_Directive A_: Copy the passage on the NGAD fighter program verbatim, from "Based on figures" to "be developed too.".

_Source document_:
[START]

In particular, there has been concern about how to mitigate the price tag on this aircraft, which is expected to be almost $250 million per copy. Among the options are sacrificing certain capabilities on that aircraft, or leaning increasingly upon uncrewed assets, including the service’s planned fleets of Collaborative Combat Aircraft (CCA) drones.
After much speculation about the future of the new sixth-generation fighter, not to mention other elements of the larger NGAD initiative, Secretary of the Air Force Frank Kendall last month confirmed the Air Force was reviewing the NGAD combat jet and just what it will deliver in terms of capabilities and at what cost.
“It’s a very expensive platform,” Kendall told Defense News, according to a story published on July 1. “It’s three times, roughly, the cost of an F-35, and we can only afford it in small numbers.”
Based on figures from last Fall, published by the F-35 Joint Program Office, the average unit price across all variants, including the aircraft’s F135 engines, in the latest production lots, was around $82.5 million.
Late last month, Kendall confirmed that while still committed to NGAD, the Air Force is “taking a pause” on the program, noting also that while the sixth-generation fighter component will have a human pilot to start with, an optionally crewed version might ultimately be developed too.
While Air Force officials have stressed that the NGAD — including its crewed combat jet component — is still a top-priority program, it’s clear that they are also open to reconfiguring it, at least to some extent, while presumably also eyeing what might come next.
Bearing in mind the NGAD has always been billed as a ‘family of systems’ concept, adding some kind of lower-cost crewed aircraft at a later date — some sort of light fighter adjunct — would not be out of line with the effort’s broader ambitions.
Were Allvin’s vision to be followed through, then the Air Force’s sixth-generation stealth jet could eventually be accompanied by multiple iterations of light (or at least lighter) fighters, offering a way to provide the kind of combat mass needed for a future conflict with China, for example. At the same time, not remaining wed to a single platform would offer a route to ensuring that software developments were the key driver in moving capabilities forward to keep pace with China’s own rapid air power modernization.
Interestingly, there have also been previous signs that some kind of ‘high/low’ fighter mix could be on the cards for the Air Force of the future, as you can read about here.
Back in 2021, retired Gen. James M. Holmes, the former head of Air Combat Command, reportedly brought up the idea that the Air Force might consider fielding two distinct versions of the NGAD fighter component, one optimized for long-range/heavy-payload missions of the kind that would likely be required in the Indo-Pacific region, as well as one with shorter range sufficient for the European theater of operations.
Presumably, the two designs would share a high degree of commonality, with a focus on modularity and identical aircraft subsystems, reducing risk and increasing commonality. Meanwhile, the long-range requirements of a fighter to operate in the Pacific theater would appear to be a potential problem for any future light fighter, although the development of stealthy tankers could help address those shortcomings.
On the other hand, there have also been suggestions that the Air Force should consider procuring an entirely different future fighter.
Earlier in 2021, the previous Air Force Chief of Staff Gen. Charles Q. Brown Jr. announced the launch of a months-long study into the service’s future force mix, including the possibility it could include a “clean-sheet design.” Described as a “four-and-a-half-gen or fifth-gen-minus” aircraft, such a fighter would be cheap enough to be procured in the numbers required to eventually replace the F-16.

[END]

Region outline rows
[START]

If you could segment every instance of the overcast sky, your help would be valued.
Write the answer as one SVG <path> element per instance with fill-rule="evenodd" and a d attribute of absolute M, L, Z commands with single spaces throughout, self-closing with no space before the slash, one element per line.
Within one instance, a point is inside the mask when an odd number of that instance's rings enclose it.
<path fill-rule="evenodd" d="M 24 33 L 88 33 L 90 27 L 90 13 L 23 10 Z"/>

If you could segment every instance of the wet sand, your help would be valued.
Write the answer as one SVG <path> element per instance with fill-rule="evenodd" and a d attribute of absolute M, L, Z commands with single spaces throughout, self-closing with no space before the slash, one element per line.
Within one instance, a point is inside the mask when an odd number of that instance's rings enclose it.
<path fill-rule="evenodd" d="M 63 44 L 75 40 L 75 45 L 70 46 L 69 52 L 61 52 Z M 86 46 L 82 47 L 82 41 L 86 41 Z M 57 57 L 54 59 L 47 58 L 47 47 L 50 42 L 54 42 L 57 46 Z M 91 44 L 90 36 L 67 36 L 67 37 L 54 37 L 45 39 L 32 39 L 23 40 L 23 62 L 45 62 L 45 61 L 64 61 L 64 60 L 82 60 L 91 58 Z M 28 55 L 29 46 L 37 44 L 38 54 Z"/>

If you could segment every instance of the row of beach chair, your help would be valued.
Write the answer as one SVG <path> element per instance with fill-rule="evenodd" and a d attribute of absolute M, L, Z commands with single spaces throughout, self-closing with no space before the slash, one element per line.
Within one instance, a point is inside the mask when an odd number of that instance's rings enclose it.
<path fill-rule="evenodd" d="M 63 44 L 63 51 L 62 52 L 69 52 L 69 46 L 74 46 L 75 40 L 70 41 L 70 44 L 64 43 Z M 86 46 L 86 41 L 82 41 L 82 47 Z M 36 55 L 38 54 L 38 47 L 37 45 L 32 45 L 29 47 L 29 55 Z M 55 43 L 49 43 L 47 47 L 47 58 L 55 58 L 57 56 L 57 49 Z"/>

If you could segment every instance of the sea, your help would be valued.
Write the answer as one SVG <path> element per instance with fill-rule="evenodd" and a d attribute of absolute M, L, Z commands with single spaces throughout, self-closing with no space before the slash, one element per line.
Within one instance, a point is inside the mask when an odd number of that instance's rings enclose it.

[END]

_Directive B_: Write out the rows verbatim, from the first line of the rows through the line with "24 33 L 88 33", including both of those lines.

_Written reply A_:
Based on figures from last Fall, published by the F-35 Joint Program Office, the average unit price across all variants, including the aircraft’s F135 engines, in the latest production lots, was around $82.5 million.
Late last month, Kendall confirmed that while still committed to NGAD, the Air Force is “taking a pause” on the program, noting also that while the sixth-generation fighter component will have a human pilot to start with, an optionally crewed version might ultimately be developed too.

_Written reply B_:
If you could segment every instance of the overcast sky, your help would be valued.
Write the answer as one SVG <path> element per instance with fill-rule="evenodd" and a d attribute of absolute M, L, Z commands with single spaces throughout, self-closing with no space before the slash, one element per line.
Within one instance, a point is inside the mask when an odd number of that instance's rings enclose it.
<path fill-rule="evenodd" d="M 24 33 L 88 33 L 90 27 L 90 13 L 23 10 Z"/>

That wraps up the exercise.